╔══

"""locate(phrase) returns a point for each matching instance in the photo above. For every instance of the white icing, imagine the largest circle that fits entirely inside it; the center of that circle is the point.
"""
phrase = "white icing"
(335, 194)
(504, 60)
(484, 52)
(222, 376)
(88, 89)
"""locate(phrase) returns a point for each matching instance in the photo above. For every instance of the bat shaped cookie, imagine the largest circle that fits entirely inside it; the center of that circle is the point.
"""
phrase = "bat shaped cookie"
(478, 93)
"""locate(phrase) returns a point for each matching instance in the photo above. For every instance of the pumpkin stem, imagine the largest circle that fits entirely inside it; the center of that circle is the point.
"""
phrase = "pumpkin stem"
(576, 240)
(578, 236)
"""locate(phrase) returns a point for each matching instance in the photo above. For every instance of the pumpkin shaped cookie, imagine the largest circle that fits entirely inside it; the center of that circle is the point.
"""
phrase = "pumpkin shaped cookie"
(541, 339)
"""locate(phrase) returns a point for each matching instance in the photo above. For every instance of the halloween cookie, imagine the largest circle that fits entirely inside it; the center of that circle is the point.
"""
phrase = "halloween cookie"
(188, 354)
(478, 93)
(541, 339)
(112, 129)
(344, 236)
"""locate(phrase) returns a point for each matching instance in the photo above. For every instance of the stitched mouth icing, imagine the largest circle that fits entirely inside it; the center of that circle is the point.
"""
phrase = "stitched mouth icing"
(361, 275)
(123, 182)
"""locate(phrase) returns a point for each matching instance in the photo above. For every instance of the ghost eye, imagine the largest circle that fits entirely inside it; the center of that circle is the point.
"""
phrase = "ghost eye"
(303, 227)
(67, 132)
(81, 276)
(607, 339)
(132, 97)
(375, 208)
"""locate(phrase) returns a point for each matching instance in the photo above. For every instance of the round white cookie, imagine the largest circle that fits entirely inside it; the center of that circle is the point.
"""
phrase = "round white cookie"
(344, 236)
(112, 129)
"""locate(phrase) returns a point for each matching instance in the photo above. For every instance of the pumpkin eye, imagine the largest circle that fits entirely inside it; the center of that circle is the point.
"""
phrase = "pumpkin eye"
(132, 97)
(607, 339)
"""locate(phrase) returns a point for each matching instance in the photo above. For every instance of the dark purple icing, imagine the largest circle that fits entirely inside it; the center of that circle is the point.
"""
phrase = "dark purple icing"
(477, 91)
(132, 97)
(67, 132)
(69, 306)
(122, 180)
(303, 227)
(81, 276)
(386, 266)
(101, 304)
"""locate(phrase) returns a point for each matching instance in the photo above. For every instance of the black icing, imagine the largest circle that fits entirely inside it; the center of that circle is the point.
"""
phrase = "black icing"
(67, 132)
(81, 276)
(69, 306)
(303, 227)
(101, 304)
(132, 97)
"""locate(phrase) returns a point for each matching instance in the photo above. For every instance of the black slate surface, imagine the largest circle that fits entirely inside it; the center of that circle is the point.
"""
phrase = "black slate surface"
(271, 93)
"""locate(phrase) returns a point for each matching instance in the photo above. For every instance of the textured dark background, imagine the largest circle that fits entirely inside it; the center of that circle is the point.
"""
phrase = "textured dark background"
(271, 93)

╚══

What you should do
An exact copy of the lines from the one containing "of the textured" through the end of the entries is required, and nothing beyond them.

Response area
"""locate(phrase) returns a point for each matching instance in the photo above. For every instance of the textured dark background, imagine the largest circle that fits entirely inside it; the center of that circle is the point.
"""
phrase = "textured dark background"
(271, 93)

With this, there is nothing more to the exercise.